## Excerpted passage
What you just can't unsee...
Note: This article is based on the first comprehensive national perspective on learning pods published by the Center for Reinventing Public Education. We thank them for bringing a spotlight to this segment.
For decades, American families have relied on their neighborhood school. They pick where to live based on this school and organize just about every aspect of their lives around its schedule. However, even though this model hasn’t always served these families well, it has been all that most of them could afford or access.
Enter the pandemic. Faced with a major disruption to this institution, millions of parents came together to invent an entirely new way to learn. We now know this invention as ‘learning pods’ where 6-10 students of similar age come together under the supervision of an adult (usually an educator) to work on academics and other activities. The hope was that this would be a way to keep their kids learning during the pandemic, provide social interaction, and give parents a break.
More than 40% of these parents (representing 1M+ students) want to find a way to stick with their learning pods. When they had the opportunity to redefine what school meant for them, they chose to make it personalized, joyful, and deeply relationship-driven. For the sector as a whole, it’s a clarion call that parents want a departure from the antiquated education model of yesterday.
As we ease out of the pandemic, these parents have seen things they just can’t unsee. How we choose to respond will shape schooling for decades to come.
The Parent Perspective
Even before the pandemic, parents felt concerned about their children’s education, specifically the need for personalized academic support and the lack of positive socialization (i.e., significant rise in isolation and bullying). They also felt that the traditional school model did not work well for working parents. In fact, parents in so-called “free” public schools were already paying out-of-pocket for after-school support, tutors, or childcare.

Saved entries:
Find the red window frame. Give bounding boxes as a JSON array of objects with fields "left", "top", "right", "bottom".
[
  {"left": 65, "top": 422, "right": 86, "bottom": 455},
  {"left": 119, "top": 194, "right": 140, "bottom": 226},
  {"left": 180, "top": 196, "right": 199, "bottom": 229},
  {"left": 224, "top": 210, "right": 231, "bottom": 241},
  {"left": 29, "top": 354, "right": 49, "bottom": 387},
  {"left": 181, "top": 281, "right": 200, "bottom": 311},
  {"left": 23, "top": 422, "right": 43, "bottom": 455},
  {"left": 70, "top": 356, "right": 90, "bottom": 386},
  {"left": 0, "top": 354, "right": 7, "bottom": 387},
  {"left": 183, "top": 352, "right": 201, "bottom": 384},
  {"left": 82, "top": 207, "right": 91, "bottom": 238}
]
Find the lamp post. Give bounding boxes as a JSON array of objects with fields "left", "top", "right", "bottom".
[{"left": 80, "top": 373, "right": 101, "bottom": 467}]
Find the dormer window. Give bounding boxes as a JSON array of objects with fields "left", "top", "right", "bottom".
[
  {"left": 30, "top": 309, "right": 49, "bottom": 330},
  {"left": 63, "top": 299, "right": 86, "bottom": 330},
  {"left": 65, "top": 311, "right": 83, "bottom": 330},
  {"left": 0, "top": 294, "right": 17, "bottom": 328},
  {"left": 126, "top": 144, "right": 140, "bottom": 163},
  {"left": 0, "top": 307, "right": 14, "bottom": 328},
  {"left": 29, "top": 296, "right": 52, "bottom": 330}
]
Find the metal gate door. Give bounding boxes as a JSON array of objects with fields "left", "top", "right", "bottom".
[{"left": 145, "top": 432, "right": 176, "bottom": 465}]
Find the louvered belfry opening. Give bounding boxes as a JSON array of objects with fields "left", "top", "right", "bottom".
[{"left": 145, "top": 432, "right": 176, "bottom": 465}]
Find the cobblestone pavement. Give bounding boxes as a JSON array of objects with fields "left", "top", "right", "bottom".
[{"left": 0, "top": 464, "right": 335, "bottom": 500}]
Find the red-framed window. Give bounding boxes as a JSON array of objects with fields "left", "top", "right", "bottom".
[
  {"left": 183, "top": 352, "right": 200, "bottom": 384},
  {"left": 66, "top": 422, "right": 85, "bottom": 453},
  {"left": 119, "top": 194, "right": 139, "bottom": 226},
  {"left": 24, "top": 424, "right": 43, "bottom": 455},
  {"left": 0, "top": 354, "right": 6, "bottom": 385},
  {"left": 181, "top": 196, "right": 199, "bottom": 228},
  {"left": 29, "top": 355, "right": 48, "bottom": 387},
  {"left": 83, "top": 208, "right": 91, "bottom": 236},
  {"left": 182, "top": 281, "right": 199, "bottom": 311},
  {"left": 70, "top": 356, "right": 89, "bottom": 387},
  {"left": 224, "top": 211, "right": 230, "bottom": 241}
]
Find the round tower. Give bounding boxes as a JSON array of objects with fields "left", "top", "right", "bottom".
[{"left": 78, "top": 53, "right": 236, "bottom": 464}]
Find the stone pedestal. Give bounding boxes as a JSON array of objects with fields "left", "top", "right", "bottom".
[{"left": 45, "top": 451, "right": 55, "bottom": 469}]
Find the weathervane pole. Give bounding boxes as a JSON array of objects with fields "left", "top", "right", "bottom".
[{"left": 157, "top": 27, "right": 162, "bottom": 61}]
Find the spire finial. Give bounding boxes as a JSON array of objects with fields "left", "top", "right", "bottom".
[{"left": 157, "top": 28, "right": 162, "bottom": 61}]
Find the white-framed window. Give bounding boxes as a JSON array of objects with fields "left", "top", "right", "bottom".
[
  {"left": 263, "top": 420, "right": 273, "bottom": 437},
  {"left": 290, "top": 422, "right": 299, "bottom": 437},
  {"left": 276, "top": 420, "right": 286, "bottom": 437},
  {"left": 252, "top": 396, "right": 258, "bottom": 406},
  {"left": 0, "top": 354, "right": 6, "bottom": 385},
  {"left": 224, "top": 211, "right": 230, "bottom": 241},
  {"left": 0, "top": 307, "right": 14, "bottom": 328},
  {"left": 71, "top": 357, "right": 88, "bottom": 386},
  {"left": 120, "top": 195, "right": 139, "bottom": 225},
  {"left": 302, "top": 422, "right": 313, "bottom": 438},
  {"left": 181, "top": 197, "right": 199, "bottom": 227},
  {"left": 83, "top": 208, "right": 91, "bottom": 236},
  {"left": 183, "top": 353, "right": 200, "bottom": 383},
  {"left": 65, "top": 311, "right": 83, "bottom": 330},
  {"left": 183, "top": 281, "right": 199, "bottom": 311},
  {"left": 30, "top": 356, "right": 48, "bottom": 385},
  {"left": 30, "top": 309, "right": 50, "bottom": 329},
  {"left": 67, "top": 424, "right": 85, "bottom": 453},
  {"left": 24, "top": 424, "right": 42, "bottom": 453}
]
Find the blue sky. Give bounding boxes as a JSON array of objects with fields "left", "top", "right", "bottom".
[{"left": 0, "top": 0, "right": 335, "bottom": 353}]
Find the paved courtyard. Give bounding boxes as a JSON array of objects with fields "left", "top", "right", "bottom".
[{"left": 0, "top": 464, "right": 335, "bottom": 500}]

## Task instructions
a) According to the article on learning pods, how many students typically make up a learning pod?
b) Continue the article on learning pods from the point where it stops.

## Results by task
a) Six to ten students of similar age.

b)
When the pandemic started, it only heightened parents’ awareness of these concerns. Millions of these parents took matters into their own hands and formed learning pods with other families. And, 60% of the families who participated in a pod found it to be better than their child’s school experience before the pandemic. They felt known, valued, engaged, and happier overall.
For children, pods became a force for restoration. Rather than being told they were failing, pods became the place they were given the tools to help them recover. Pods also provided an intimate setting to develop social awareness and the ability to get along with others.
Eighty-five percent of families who felt that their instructor personalized their child’s experience thought the pod was better than pre-pandemic schooling. No other education innovation even comes close!
The Instructor Perspective
Millions of educators jumped at the opportunity to run their own learning pod, where they would have the flexibility, power, and time to support students the way they thought best. Academically, pod instructors can more nimbly respond to student needs. When they see a knowledge gap, they have the time and space to try multiple instructional strategies until one works. There are also very few places for knowledge gaps to hide. If a student is struggling, the pod instructor sees it as clear as day.
Pods also allow instructors to tap their own interests to support students in new ways. Pod instructors passionate about cooking can make math and science feel more applicable. Instructors who fancy themselves amateur historians make dry course content come to life with enactments or museum trips. In turn, students reflect that excitement with their own engagement, unlike any seen when students are told to sit in a classroom and listen to a lecture.
The Future of Pods
More than 40% of learning pod families want to continue post-pandemic. They want educators with greater teaching experience, fewer logistical hurdles to organizing pods, and more “normal” social experiences. To be clear, pods aren’t for everyone. However, for many millions of students, pods can be seen as joyful, personal, and flexible learning environments where students do their best work, make deep and meaningful friendships, and build the skills to be good citizens.
The biggest key to success for this movement is to move pods from being isolated islands to members of a national network that provides professional management support, instructor professional development, and access to other supports for parents and students.
Having a national network recruiting families across socio-economic demographics also helps avoid the homogeneity that a lot of self-organized pods face. As these networks scale, they will also become more affordable and accessible to more parents (e.g., KaiPod memberships average $150 a week, as opposed to $306 a week when parents self-organize).
A New Learning Model
In all consumer industries, it’s instructive to look at how consumers behave when they take control. Education is no different. When parents were given the opportunity, millions of them chose to build an education model that prioritized personalization, joy, and relationships.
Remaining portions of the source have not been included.